• _WHAT IS ASKED_
Each line of the material must be returned exactly.

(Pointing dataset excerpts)
◆ ◆ ◆ ◆ ◆ ◆ ◆
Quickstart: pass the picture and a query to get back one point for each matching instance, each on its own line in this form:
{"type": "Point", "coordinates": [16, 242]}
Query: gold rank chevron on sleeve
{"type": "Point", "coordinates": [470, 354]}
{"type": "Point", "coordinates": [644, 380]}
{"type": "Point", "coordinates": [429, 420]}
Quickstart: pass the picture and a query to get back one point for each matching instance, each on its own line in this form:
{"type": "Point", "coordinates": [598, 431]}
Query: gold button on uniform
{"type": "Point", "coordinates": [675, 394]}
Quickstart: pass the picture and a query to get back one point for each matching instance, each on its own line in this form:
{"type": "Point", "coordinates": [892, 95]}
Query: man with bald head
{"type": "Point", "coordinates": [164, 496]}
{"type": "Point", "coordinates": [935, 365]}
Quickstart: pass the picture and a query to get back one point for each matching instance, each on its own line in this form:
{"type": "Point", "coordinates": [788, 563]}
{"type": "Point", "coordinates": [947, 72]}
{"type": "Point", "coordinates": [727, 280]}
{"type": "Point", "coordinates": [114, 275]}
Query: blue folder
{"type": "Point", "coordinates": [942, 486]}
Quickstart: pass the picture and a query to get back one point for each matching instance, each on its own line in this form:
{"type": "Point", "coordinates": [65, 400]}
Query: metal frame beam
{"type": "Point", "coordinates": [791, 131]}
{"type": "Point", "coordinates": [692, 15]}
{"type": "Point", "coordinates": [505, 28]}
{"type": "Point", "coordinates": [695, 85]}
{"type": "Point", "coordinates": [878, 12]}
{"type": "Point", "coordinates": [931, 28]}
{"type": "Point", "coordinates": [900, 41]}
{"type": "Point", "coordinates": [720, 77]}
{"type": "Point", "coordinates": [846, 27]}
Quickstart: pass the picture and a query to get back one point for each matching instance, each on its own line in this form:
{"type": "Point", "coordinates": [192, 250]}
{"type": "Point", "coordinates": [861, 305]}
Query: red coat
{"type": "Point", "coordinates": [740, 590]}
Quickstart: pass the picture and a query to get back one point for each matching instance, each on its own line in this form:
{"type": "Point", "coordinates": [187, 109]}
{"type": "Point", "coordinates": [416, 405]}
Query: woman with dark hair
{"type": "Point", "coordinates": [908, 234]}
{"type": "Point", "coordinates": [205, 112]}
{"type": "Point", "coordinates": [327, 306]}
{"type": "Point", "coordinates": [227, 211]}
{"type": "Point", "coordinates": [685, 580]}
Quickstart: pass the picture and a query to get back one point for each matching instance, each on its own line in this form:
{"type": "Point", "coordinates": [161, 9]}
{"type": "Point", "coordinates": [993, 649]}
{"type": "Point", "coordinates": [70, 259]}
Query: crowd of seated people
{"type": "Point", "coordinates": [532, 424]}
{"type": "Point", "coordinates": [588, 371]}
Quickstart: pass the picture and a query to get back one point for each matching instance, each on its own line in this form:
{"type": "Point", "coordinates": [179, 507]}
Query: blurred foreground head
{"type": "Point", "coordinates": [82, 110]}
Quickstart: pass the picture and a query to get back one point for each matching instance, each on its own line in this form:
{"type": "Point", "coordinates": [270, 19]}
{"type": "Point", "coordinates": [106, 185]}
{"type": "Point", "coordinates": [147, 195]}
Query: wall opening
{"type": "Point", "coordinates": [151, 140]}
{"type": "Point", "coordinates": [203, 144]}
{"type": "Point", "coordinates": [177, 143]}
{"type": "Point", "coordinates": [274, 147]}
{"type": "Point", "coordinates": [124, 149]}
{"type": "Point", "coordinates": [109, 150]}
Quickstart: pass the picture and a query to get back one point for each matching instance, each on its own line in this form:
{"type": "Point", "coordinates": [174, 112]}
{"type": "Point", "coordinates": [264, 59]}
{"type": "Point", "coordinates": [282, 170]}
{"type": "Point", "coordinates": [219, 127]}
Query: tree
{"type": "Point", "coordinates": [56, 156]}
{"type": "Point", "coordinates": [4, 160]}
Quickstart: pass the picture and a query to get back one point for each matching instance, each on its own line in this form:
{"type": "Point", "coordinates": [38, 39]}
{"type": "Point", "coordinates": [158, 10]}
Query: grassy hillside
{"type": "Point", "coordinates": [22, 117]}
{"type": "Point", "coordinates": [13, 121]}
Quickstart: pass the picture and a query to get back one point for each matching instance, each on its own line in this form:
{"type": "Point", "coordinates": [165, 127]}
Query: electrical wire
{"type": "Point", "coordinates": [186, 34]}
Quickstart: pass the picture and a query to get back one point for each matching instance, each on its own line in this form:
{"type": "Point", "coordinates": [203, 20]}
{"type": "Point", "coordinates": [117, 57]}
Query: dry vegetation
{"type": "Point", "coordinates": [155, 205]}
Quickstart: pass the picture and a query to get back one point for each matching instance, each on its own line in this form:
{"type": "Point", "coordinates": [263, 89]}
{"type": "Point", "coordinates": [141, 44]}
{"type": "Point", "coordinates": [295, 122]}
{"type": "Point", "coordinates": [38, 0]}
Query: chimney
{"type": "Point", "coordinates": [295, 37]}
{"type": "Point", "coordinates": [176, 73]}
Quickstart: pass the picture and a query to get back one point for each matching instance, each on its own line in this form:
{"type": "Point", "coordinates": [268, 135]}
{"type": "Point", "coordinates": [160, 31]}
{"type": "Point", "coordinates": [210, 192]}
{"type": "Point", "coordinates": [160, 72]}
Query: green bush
◆ ◆ ◆ ◆ ◆ ◆ ◆
• _REPLY TO THE EXERCISE_
Quickstart: pass the picture and a query to get back one point for each matching instance, each on its own line in this form:
{"type": "Point", "coordinates": [16, 242]}
Query: gold rank chevron on sleeve
{"type": "Point", "coordinates": [470, 354]}
{"type": "Point", "coordinates": [644, 380]}
{"type": "Point", "coordinates": [429, 420]}
Quickstart: pass the picture and a query to get back one point for each matching instance, each on its own line in this form:
{"type": "Point", "coordinates": [598, 431]}
Query: gold button on uniform
{"type": "Point", "coordinates": [675, 394]}
Quickstart: pass the picture and a query to get back one point for each matching instance, each on its own line in this form:
{"type": "Point", "coordinates": [892, 95]}
Query: man with bald head
{"type": "Point", "coordinates": [164, 496]}
{"type": "Point", "coordinates": [935, 365]}
Quickstart: pass the picture and a query to get back one point for each matching instance, each on its own line in this form:
{"type": "Point", "coordinates": [788, 563]}
{"type": "Point", "coordinates": [947, 72]}
{"type": "Point", "coordinates": [727, 280]}
{"type": "Point", "coordinates": [114, 275]}
Query: blue folder
{"type": "Point", "coordinates": [942, 486]}
Quickstart: pass the picture and a query to get back one point for each matching instance, each on its own line in this form:
{"type": "Point", "coordinates": [65, 400]}
Query: metal frame beam
{"type": "Point", "coordinates": [791, 131]}
{"type": "Point", "coordinates": [692, 15]}
{"type": "Point", "coordinates": [505, 28]}
{"type": "Point", "coordinates": [695, 85]}
{"type": "Point", "coordinates": [878, 12]}
{"type": "Point", "coordinates": [931, 28]}
{"type": "Point", "coordinates": [900, 41]}
{"type": "Point", "coordinates": [720, 77]}
{"type": "Point", "coordinates": [846, 27]}
Quickstart: pass the picture and a query to get back one point for each matching instance, each on its own line in this form:
{"type": "Point", "coordinates": [192, 250]}
{"type": "Point", "coordinates": [861, 305]}
Query: red coat
{"type": "Point", "coordinates": [740, 590]}
Quickstart: pass the picture and a query to get back one point for each matching instance, each on its own line in this form:
{"type": "Point", "coordinates": [187, 109]}
{"type": "Point", "coordinates": [416, 405]}
Query: woman with dark hair
{"type": "Point", "coordinates": [908, 234]}
{"type": "Point", "coordinates": [205, 112]}
{"type": "Point", "coordinates": [327, 306]}
{"type": "Point", "coordinates": [227, 211]}
{"type": "Point", "coordinates": [685, 580]}
Quickstart: pass the picture and a query to get back one point for each matching instance, each on its own line in this form:
{"type": "Point", "coordinates": [161, 9]}
{"type": "Point", "coordinates": [993, 649]}
{"type": "Point", "coordinates": [70, 259]}
Query: crowd of seated people
{"type": "Point", "coordinates": [532, 424]}
{"type": "Point", "coordinates": [588, 371]}
Quickstart: pass the picture and a query to get back one point for each matching instance, each on its own line in this form:
{"type": "Point", "coordinates": [179, 507]}
Query: blurred foreground head
{"type": "Point", "coordinates": [82, 110]}
Quickstart: pass the picture and a query to get back one point for each matching instance, each on its own line in this form:
{"type": "Point", "coordinates": [270, 19]}
{"type": "Point", "coordinates": [106, 185]}
{"type": "Point", "coordinates": [147, 195]}
Query: wall opening
{"type": "Point", "coordinates": [151, 140]}
{"type": "Point", "coordinates": [203, 144]}
{"type": "Point", "coordinates": [177, 143]}
{"type": "Point", "coordinates": [274, 147]}
{"type": "Point", "coordinates": [124, 149]}
{"type": "Point", "coordinates": [109, 150]}
Quickstart: pass the picture and a query to get back one point for each matching instance, each on its own line in this form:
{"type": "Point", "coordinates": [174, 112]}
{"type": "Point", "coordinates": [264, 59]}
{"type": "Point", "coordinates": [282, 170]}
{"type": "Point", "coordinates": [219, 127]}
Query: tree
{"type": "Point", "coordinates": [56, 156]}
{"type": "Point", "coordinates": [4, 160]}
Quickstart: pass the picture and a query to get back one point for each matching instance, each on its own line in this form:
{"type": "Point", "coordinates": [38, 39]}
{"type": "Point", "coordinates": [158, 10]}
Query: grassy hillside
{"type": "Point", "coordinates": [22, 117]}
{"type": "Point", "coordinates": [13, 121]}
Quickstart: pass the picture and a query to get back one point for each matching instance, each on its own line in this form:
{"type": "Point", "coordinates": [165, 127]}
Query: electrical wire
{"type": "Point", "coordinates": [186, 34]}
Quickstart: pass the picture and a query to get back one point for each matching instance, each on its own line in this form:
{"type": "Point", "coordinates": [203, 20]}
{"type": "Point", "coordinates": [117, 57]}
Query: dry vegetation
{"type": "Point", "coordinates": [155, 205]}
Quickstart: pass the picture and a query to get back one point for each matching instance, each on its own line in this form:
{"type": "Point", "coordinates": [263, 89]}
{"type": "Point", "coordinates": [141, 44]}
{"type": "Point", "coordinates": [295, 122]}
{"type": "Point", "coordinates": [38, 0]}
Query: chimney
{"type": "Point", "coordinates": [295, 37]}
{"type": "Point", "coordinates": [176, 73]}
Quickstart: pass the picture and a query to get back one point for each matching instance, each on its own line in this form:
{"type": "Point", "coordinates": [268, 135]}
{"type": "Point", "coordinates": [160, 31]}
{"type": "Point", "coordinates": [210, 192]}
{"type": "Point", "coordinates": [160, 72]}
Query: green bush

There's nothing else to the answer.